■ Texte cité
+++

Des cerfs-volants en papier dans le ciel embrumé de Jakarta, une bande de garçons, nu-pieds, qui s’amusent à les faire voler, un bidonville, comme terrain de jeu, au bord d’une voie ferrée. Ce jour-là à Galur, l’un des quartiers les plus défavorisés de la capitale indonésienne, les touristes de passage ont assisté au passe-temps favori des enfants. Il n’y a qu’à lever les yeux : les toits et lignes électriques sont pleins de losanges froissés que des coups de vent ont fait s’échouer. « Cela change des plages de Bali et de ses hôtels de luxe. Ces visites au cœur des bidonvilles nous sensibilisent vraiment, on partage un instant le quotidien de ces gens qui ont besoin d’être aidés », confie Ivar Schou, un Norvégien installé à Bali, participant d’un jour à une excursion hors du commun.
Depuis le début de l’année, le « Jakarta hidden tour » promène les touristes du monde entier là où ils n’oseraient pas s’aventurer. Quartiers insalubres, ruelles étroites, décharges à ciel ouvert et populations en survie, c’est cette « face cachée » de la mégapole indonésienne que l’ONG Interkultur veut faire découvrir à travers trois circuits touristiques. Au programme, les quartiers de Galur, Kota et Ciliwung. « Le but est de montrer le vrai Jakarta. Pas celui des buildings ou des immenses centres commerciaux, mais celui de la pauvreté, celui où la moitié de la population vit avec moins de deux dollars par jour », explique son fondateur Ronny Poluan, agacé par un tel niveau de contrastes.
Les visites se font par groupes de trois ou quatre. Parmi les participants, beaucoup d’Australiens, des Américains, des Canadiens, des Britanniques et quelques Français. Le tour commence toujours à bord d’un taxi ou d’un angkot, ces minibus aménagés qui se faufilent partout dans le trafic dément de la capitale. Une fois traversé le Triangle d’or, le quartier des affaires et des banques, les baraquements de Galur se découvrent au milieu d’une foule compacte. Notre arrivée, devant une halle aux marchés bondée, est loin de passer inaperçue. « Hello Mister ! » entend-on à chaque coin de rue que monopolisent vendeurs ambulants et conducteurs de mobylette. L’ambiance est donnée. « Il n’y a rien à craindre », rassure Ronny, qui connaît le quartier comme sa poche. « Les gens sont contents de croiser des Occidentaux car ils n’en voient bien souvent qu’à la télévision. »
Dans les vapeurs de gasoil et l’odeur des égouts qui coulent à l’air libre, près de 10 000 personnes s’entassent dans des habitations de fortune. Les allées sont sombres, c’est un vrai labyrinthe où il serait facile de se perdre. « Les gens vous aideront à retrouver votre chemin, il n’y a pas de peur à avoir », plaisante le guide, qui profite de ces visites pour dévoiler quelques secrets de fabrication de produits locaux, comme le tofu. « Je fais découvrir aux touristes quelques-unes de ces fabriques, ici, à Galur. Car il ne s’agit pas seulement de passer dans ces quartiers sans s’arrêter, sans discuter. On prend le temps de rencontrer les gens, s’intéresser à leur travail. Ils doivent pouvoir partager et échanger avec les habitants pour qu’ils se rendent compte de leurs conditions de vie », insiste-t-il.

+++

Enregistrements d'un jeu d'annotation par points
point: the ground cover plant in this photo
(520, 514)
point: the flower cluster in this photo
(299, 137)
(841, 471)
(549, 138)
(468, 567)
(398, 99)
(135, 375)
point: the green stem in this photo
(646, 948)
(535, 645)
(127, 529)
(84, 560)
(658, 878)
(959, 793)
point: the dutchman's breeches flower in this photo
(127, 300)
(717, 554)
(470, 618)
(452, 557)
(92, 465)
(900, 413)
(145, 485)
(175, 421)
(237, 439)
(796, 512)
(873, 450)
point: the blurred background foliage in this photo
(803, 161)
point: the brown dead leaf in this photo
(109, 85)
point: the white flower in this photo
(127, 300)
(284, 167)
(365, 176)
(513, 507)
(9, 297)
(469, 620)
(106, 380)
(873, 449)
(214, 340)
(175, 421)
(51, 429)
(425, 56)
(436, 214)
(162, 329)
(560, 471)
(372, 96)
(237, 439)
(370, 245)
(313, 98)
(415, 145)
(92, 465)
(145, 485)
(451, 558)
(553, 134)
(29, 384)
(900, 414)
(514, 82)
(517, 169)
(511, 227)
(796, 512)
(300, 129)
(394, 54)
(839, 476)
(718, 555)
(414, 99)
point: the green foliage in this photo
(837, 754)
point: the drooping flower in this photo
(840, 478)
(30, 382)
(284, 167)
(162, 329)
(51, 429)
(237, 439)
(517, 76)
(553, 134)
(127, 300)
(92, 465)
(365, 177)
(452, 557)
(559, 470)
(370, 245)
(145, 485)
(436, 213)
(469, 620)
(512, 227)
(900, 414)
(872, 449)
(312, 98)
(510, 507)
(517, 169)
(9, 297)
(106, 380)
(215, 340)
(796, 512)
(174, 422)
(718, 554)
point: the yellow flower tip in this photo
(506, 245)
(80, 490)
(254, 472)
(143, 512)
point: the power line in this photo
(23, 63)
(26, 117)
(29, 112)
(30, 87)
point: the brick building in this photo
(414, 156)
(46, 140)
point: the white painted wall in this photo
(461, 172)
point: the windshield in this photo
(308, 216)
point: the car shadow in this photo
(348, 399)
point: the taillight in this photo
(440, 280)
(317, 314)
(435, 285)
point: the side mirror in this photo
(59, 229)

+++

■ Consignes à suivre
A – Répondez à ces questions sur le reportage consacré aux visites des bidonvilles de Jakarta :
(i) Combien de circuits touristiques l'ONG Interkultur propose-t-elle ?
(ii) Par groupes de combien de personnes les visites se font-elles ?
(iii) Combien de personnes s'entassent dans des habitations de fortune, d'après le reportage ?
B – Mettez sous forme de liste numérotée les enregistrements allant de la ligne qui contient « point: the drooping flower in this photo » jusqu'à la fin des enregistrements, bornes comprises. Laissez de côté les lignes vides.

■ Réponses par consigne
A –
(i) Trois circuits.
(ii) Par groupes de trois ou quatre.
(iii) Près de 10 000 personnes.

B –
1. point: the drooping flower in this photo
2. (840, 478)
3. (30, 382)
4. (284, 167)
5. (162, 329)
6. (51, 429)
7. (237, 439)
8. (517, 76)
9. (553, 134)
10. (127, 300)
11. (92, 465)
12. (365, 177)
13. (452, 557)
14. (559, 470)
15. (370, 245)
16. (145, 485)
17. (436, 213)
18. (469, 620)
19. (512, 227)
20. (900, 414)
21. (872, 449)
22. (312, 98)
23. (510, 507)
24. (517, 169)
25. (9, 297)
26. (106, 380)
27. (215, 340)
28. (796, 512)
29. (174, 422)
30. (718, 554)
31. point: the yellow flower tip in this photo
32. (506, 245)
33. (80, 490)
34. (254, 472)
35. (143, 512)
36. point: the power line in this photo
37. (23, 63)
38. (26, 117)
39. (29, 112)
40. (30, 87)
41. point: the brick building in this photo
42. (414, 156)
43. (46, 140)
44. point: the white painted wall in this photo
45. (461, 172)
46. point: the windshield in this photo
47. (308, 216)
48. point: the car shadow in this photo
49. (348, 399)
50. point: the taillight in this photo
51. (440, 280)
52. (317, 314)
53. (435, 285)
54. point: the side mirror in this photo
55. (59, 229)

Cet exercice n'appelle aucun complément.